### REQUIREMENT
Turn every line of the listing below into a numbered list, skipping blank lines and leaving out the pictures.

### STORED ROWS
● ● ● ● ● ● ●
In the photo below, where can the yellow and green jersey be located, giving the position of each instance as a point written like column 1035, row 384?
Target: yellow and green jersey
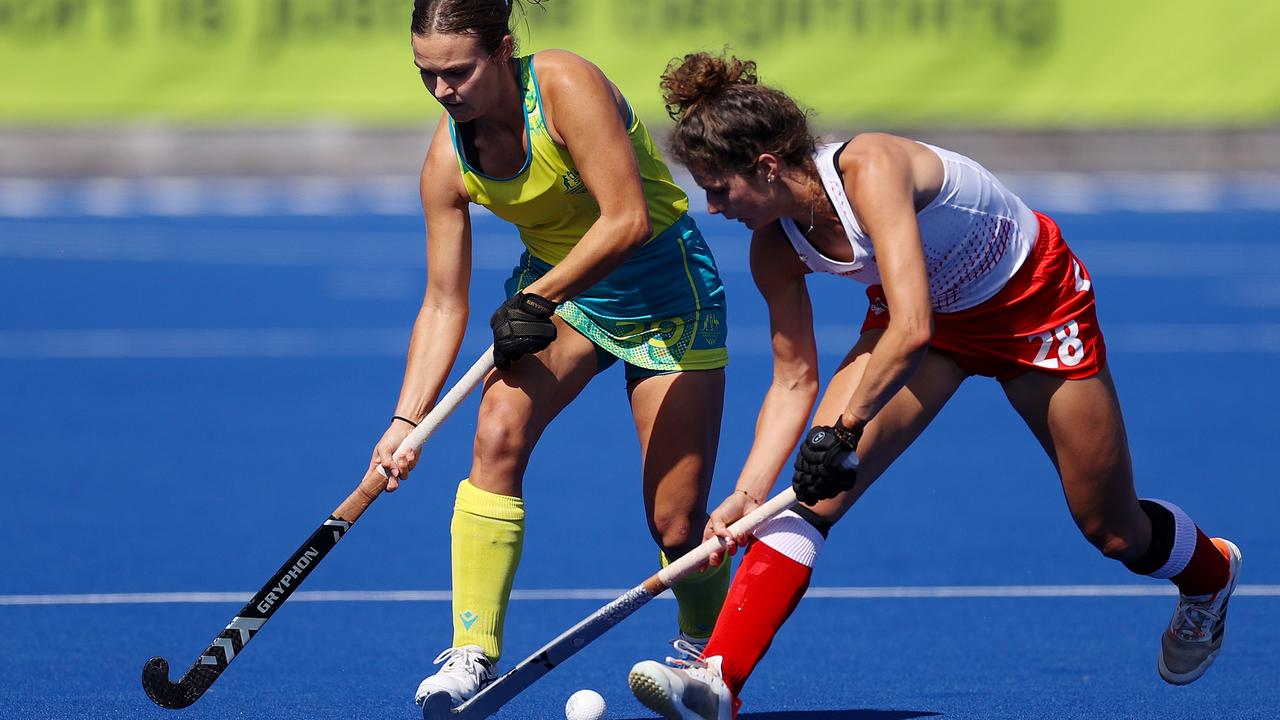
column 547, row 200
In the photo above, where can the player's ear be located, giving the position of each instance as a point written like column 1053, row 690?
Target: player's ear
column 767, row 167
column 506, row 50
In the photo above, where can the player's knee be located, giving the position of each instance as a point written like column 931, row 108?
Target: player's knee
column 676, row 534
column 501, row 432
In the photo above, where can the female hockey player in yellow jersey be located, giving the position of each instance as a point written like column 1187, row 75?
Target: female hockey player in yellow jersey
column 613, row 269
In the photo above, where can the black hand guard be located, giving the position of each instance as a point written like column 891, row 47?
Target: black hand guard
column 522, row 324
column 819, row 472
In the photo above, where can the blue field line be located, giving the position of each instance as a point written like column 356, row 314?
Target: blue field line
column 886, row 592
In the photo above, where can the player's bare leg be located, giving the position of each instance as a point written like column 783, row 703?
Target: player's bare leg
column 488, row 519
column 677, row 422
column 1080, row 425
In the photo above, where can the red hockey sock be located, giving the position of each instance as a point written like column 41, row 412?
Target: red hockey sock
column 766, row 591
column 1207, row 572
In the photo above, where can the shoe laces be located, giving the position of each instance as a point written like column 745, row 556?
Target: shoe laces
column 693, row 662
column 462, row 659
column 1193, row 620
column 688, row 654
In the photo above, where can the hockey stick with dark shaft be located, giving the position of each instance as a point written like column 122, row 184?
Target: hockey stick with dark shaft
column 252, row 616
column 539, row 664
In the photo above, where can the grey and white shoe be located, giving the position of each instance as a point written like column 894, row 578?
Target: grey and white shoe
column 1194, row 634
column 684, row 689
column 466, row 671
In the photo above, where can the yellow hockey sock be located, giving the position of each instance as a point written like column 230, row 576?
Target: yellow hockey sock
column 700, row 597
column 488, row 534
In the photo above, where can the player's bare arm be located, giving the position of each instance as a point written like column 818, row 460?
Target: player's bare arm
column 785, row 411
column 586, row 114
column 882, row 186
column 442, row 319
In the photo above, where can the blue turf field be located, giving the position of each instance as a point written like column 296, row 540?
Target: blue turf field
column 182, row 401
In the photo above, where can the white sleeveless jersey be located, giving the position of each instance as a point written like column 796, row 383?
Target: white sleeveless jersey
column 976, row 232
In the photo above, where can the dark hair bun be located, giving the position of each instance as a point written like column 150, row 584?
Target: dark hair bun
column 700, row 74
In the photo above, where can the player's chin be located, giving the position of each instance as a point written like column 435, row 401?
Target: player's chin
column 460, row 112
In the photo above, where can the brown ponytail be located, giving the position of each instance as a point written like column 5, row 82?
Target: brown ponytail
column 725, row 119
● ● ● ● ● ● ●
### EXERCISE RESPONSE
1. In the photo below, where can the yellow and green jersey be located, giving the position of each instance as a point written like column 1035, row 384?
2. Target: yellow and green jersey
3. column 547, row 200
4. In the photo above, where can the player's ear be located, giving the position of each instance as a point written like column 1053, row 690?
5. Target: player's ear
6. column 767, row 167
7. column 506, row 50
8. In the photo above, where can the player's knee be located, giving the position of each instance as a point written like column 931, row 108?
9. Target: player's knee
10. column 676, row 534
11. column 501, row 432
12. In the photo above, where can the female hockey player in yellow jersey be located, giving the position of each instance as a point written like column 1187, row 75?
13. Target: female hockey player in yellow jersey
14. column 613, row 269
15. In the photo above, where can the black hand guard be located, giving the position of each instance as a point written like column 891, row 47?
16. Target: black hand guard
17. column 522, row 324
18. column 819, row 472
19. In the photo above, where can the blue field line be located, giving the position of each instance as a point written like column 356, row 314?
20. Target: blue field line
21. column 886, row 592
22. In the photo above, where can the player's bare leg be located, giving the position of each instance as a point written like column 783, row 703?
23. Target: player's bare leg
24. column 488, row 519
25. column 677, row 422
26. column 1080, row 425
27. In the photo above, where can the red hockey sock be located, giving the position of each instance as a point written like column 41, row 412?
28. Target: red hockey sock
29. column 766, row 591
30. column 1207, row 572
31. In the photo above, where can the shoe laces be located, giving the position of each instance as a point written like column 745, row 556?
32. Target: shoe laces
33. column 693, row 662
34. column 462, row 659
35. column 1193, row 620
36. column 688, row 654
37. In the photo above, where can the hockey stick with dark shaft be located, giving the position of each instance as a point written like column 122, row 184?
38. Target: hockey stick with dark shaft
39. column 252, row 616
40. column 539, row 664
41. In the photo above, where can the grey and white shoe be located, giving the position of each instance as a point written like column 894, row 578?
42. Target: grey and white shoe
43. column 1194, row 634
44. column 684, row 689
45. column 466, row 671
46. In the photo above, where can the yellow hockey sock be located, giving the position of each instance as a point written like column 230, row 576?
47. Target: yellow hockey sock
48. column 700, row 597
49. column 488, row 534
50. In the photo above, where can the player's bare arm be located, giving the position of each instance as a point written like column 818, row 460?
51. Target: player's bare arm
52. column 785, row 411
53. column 586, row 114
54. column 882, row 186
55. column 442, row 319
56. In the photo above, where can the blue turf field be located, giving the position of each instance as a point written like column 296, row 540?
57. Target: blue turf field
58. column 182, row 401
59. In the photo above, where can the white sleeveless jersey be located, giving the position of each instance as a point written like column 796, row 383?
60. Target: white sleeveless jersey
61. column 976, row 232
62. In the photo above, where can the dark hair bun be located, giving the position of each instance as a point written like column 150, row 584?
63. Target: dark hair bun
64. column 700, row 74
65. In the photo above, where can the player's chin be located, giving the position of each instance as a point written like column 435, row 401?
66. Target: player's chin
67. column 460, row 112
68. In the photo above, where can the brown ponytail be located, giving the position of each instance as a point written like column 5, row 82?
69. Target: brown ponytail
70. column 725, row 119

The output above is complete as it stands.